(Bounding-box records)
----

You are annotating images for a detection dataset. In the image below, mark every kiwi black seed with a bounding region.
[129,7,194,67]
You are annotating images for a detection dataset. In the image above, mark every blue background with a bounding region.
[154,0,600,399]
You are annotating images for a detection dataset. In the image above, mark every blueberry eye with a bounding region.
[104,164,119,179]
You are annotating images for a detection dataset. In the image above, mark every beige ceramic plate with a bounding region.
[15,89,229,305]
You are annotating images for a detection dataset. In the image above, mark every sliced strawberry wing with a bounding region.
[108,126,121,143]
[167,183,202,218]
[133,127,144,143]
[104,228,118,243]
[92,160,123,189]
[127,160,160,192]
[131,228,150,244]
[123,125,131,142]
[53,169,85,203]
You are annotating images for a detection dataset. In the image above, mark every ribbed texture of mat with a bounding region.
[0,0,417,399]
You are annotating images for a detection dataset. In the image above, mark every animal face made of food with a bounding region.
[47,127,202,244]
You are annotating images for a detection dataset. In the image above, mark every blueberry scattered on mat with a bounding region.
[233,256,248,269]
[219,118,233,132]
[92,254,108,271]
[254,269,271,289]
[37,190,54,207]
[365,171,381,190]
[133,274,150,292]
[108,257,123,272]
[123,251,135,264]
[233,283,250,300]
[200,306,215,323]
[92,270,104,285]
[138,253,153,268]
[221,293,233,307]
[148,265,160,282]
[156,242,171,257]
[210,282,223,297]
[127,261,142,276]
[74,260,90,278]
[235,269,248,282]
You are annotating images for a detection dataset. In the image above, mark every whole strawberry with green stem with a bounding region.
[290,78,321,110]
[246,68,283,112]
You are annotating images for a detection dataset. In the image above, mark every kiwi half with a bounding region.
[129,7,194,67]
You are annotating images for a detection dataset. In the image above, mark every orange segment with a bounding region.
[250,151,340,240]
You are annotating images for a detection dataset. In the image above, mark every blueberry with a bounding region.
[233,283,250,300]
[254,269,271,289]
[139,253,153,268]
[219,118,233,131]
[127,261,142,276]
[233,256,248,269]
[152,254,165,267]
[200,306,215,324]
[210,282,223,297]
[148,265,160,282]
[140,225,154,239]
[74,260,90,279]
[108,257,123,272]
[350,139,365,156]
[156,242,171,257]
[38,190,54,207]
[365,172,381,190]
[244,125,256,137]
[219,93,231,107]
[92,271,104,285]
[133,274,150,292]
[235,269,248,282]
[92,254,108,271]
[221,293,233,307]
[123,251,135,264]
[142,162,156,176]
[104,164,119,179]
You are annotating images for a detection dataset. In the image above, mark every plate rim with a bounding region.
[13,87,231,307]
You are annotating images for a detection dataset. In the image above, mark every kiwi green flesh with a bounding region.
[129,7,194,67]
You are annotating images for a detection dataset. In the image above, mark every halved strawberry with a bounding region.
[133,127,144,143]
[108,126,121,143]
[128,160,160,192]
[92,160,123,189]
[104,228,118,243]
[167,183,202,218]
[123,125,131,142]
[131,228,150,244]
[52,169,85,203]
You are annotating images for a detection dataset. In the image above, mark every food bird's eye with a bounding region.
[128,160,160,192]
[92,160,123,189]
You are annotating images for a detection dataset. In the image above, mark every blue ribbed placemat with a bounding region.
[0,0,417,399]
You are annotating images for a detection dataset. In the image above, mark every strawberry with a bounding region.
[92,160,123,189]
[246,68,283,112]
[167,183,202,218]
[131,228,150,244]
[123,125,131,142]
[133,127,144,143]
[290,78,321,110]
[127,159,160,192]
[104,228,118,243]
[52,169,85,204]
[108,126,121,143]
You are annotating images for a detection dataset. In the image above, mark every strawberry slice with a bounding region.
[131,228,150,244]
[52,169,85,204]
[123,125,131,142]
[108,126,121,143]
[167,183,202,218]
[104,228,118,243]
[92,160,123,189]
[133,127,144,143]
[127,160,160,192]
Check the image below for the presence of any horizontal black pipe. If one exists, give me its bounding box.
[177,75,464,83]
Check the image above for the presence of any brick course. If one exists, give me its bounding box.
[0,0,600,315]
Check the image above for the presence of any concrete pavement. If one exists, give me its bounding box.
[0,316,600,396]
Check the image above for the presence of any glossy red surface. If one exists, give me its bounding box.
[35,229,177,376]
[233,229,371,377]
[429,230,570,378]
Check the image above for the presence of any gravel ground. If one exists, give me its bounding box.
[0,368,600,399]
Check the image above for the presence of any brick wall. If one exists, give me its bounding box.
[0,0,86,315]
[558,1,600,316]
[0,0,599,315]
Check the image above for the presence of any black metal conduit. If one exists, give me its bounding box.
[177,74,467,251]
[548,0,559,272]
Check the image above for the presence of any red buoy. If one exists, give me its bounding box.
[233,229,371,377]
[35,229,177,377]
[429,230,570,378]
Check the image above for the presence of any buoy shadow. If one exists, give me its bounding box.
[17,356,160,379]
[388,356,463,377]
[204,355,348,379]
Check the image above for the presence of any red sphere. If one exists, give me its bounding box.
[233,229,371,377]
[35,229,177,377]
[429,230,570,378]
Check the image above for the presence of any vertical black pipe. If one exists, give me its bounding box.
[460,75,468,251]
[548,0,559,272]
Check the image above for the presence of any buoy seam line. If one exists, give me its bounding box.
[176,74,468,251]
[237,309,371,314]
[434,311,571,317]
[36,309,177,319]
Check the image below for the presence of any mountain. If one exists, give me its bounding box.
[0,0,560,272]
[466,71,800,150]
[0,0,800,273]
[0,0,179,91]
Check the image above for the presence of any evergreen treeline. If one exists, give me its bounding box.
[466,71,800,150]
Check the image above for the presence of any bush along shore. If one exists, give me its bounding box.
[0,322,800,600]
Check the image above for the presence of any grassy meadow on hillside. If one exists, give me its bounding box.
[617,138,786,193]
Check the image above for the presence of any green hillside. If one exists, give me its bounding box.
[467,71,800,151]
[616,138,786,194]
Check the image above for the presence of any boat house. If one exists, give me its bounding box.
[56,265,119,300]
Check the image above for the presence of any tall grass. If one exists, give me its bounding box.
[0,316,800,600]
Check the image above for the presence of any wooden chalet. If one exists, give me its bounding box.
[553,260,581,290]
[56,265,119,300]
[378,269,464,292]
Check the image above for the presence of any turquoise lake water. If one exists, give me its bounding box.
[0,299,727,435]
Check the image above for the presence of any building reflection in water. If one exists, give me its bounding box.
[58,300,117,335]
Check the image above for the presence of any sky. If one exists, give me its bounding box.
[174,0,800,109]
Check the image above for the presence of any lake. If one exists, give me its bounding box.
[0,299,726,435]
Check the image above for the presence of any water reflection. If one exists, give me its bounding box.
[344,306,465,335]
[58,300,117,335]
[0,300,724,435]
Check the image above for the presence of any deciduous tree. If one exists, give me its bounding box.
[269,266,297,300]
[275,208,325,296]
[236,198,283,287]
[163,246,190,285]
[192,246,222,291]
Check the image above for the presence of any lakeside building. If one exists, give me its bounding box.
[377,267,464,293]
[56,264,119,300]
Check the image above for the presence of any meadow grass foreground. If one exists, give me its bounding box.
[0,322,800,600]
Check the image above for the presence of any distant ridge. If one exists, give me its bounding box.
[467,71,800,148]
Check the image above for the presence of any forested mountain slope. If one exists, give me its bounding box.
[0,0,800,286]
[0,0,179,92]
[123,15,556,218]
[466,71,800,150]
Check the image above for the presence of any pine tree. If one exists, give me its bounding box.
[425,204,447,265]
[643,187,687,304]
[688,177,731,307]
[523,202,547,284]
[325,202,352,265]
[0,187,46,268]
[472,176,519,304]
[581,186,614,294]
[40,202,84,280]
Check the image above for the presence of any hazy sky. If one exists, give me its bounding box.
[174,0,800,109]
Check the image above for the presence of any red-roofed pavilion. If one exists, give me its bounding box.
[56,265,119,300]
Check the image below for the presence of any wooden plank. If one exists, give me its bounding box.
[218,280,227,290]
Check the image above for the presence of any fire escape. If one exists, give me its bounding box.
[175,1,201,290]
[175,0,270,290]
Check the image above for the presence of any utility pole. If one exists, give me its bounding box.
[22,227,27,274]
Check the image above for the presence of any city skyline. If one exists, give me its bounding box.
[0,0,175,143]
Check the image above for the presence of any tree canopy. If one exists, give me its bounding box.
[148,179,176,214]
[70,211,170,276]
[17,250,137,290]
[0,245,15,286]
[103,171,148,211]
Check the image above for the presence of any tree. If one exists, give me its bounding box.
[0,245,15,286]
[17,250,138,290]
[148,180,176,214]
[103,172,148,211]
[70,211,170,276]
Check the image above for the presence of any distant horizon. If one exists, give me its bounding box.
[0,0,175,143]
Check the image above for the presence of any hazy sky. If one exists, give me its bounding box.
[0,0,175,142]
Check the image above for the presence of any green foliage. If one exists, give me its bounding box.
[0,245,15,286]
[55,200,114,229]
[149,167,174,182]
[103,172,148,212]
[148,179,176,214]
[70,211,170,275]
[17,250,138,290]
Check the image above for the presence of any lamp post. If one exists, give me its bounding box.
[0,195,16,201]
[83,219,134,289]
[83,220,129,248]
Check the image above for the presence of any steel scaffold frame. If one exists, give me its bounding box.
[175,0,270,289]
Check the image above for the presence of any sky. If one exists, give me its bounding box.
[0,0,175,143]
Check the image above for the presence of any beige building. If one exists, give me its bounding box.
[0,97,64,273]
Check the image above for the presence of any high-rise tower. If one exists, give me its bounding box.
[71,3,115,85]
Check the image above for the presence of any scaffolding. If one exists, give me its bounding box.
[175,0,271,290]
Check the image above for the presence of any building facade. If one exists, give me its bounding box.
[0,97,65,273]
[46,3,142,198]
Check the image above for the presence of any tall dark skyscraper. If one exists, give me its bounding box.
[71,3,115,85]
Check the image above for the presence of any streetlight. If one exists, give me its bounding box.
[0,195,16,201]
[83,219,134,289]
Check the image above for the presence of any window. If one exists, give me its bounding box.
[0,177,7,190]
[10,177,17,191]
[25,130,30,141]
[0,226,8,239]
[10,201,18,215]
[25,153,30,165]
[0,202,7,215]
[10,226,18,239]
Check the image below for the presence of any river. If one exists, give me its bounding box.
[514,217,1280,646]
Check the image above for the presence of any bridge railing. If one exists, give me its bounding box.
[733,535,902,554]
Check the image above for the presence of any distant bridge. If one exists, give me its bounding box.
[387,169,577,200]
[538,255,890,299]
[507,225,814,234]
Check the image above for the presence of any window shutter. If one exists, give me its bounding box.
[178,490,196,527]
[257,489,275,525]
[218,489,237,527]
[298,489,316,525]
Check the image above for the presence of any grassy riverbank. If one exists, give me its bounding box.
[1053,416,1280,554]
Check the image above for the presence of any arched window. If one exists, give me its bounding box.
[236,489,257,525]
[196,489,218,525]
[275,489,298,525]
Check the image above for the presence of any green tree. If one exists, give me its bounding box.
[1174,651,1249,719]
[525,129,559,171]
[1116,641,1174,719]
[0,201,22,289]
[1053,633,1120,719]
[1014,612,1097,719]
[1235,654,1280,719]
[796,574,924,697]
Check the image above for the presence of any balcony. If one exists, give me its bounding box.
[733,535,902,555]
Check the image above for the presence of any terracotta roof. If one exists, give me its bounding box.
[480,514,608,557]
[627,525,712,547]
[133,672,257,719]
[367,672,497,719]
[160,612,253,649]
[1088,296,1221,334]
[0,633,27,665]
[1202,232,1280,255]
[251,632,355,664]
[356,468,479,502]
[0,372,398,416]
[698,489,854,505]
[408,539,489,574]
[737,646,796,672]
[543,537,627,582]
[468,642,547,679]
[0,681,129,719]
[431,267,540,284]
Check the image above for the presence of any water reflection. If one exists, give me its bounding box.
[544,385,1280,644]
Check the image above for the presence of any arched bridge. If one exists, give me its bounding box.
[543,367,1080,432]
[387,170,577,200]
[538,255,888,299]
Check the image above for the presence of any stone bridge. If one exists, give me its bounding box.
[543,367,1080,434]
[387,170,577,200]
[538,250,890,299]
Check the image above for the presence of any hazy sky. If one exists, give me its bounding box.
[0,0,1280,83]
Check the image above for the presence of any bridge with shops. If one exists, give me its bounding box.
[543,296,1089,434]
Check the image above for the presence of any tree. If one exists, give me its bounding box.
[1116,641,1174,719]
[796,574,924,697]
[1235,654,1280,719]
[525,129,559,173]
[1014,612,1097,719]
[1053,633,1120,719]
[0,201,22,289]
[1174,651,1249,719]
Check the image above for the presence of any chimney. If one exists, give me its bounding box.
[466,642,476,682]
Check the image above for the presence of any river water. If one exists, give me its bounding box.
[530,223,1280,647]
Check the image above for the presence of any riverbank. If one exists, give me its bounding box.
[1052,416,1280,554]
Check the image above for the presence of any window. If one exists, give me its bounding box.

----

* **Written problem**: Copy the lines of the data above word for word, beginning at the line that contains "Check the image above for the presence of any streetlight." and stopping after the line that contains "[544,385,1280,644]".

* **Exercise solution**:
Check the image above for the presence of any streetlight. If one exists, give me its bounding box.
[0,195,16,201]
[83,219,134,289]
Check the image above for the presence of any window. If one exists, give me its bounding box.
[0,177,7,190]
[10,177,17,191]
[25,130,30,141]
[0,226,8,239]
[10,201,18,215]
[25,153,30,165]
[0,202,7,215]
[10,226,18,239]
Check the image below for the presence of any river. If one exists, give me its bounding box.
[514,217,1280,646]
Check the image above for the presence of any bridge railing. If one exists, give me its bounding box.
[733,535,902,554]
Check the image above for the presence of any distant bridge. If one exists, give me its bounding box.
[387,169,577,200]
[538,255,890,299]
[507,225,814,234]
Check the image above for the presence of any window shutter. If one exists, give me its bounding box.
[178,490,196,527]
[257,489,275,525]
[218,489,237,527]
[298,489,316,525]
Check the image above for the presence of any grassy riverbank. If one exists, give me its bounding box.
[1053,416,1280,554]
Check the image above for the presence of any arched window. If one exists, give me its bounding box.
[236,489,257,525]
[196,489,218,525]
[275,489,298,525]
Check the image above for the presence of any green tree. If one exists, give me its bounding box.
[1174,651,1249,719]
[525,129,559,171]
[1116,641,1174,719]
[0,201,22,289]
[1053,633,1120,719]
[1014,612,1097,719]
[1235,654,1280,719]
[796,574,924,697]
Check the image above for the presence of any balcony. If one exists, give me its bounding box.
[733,535,902,555]
Check the image above for the presence of any terracotta roof. If one exists, give me its bounding box.
[480,514,608,557]
[627,525,712,547]
[133,672,257,719]
[367,672,497,719]
[160,612,253,649]
[1088,296,1221,334]
[0,633,27,665]
[1202,232,1280,255]
[251,632,355,664]
[356,468,479,502]
[0,372,398,416]
[698,489,854,505]
[408,539,489,574]
[737,646,796,672]
[543,537,627,582]
[468,642,547,679]
[0,681,129,719]
[431,267,540,284]
Check the image above for the presence of any water reflection. If one exists, give me its bounding box.
[544,385,1280,644]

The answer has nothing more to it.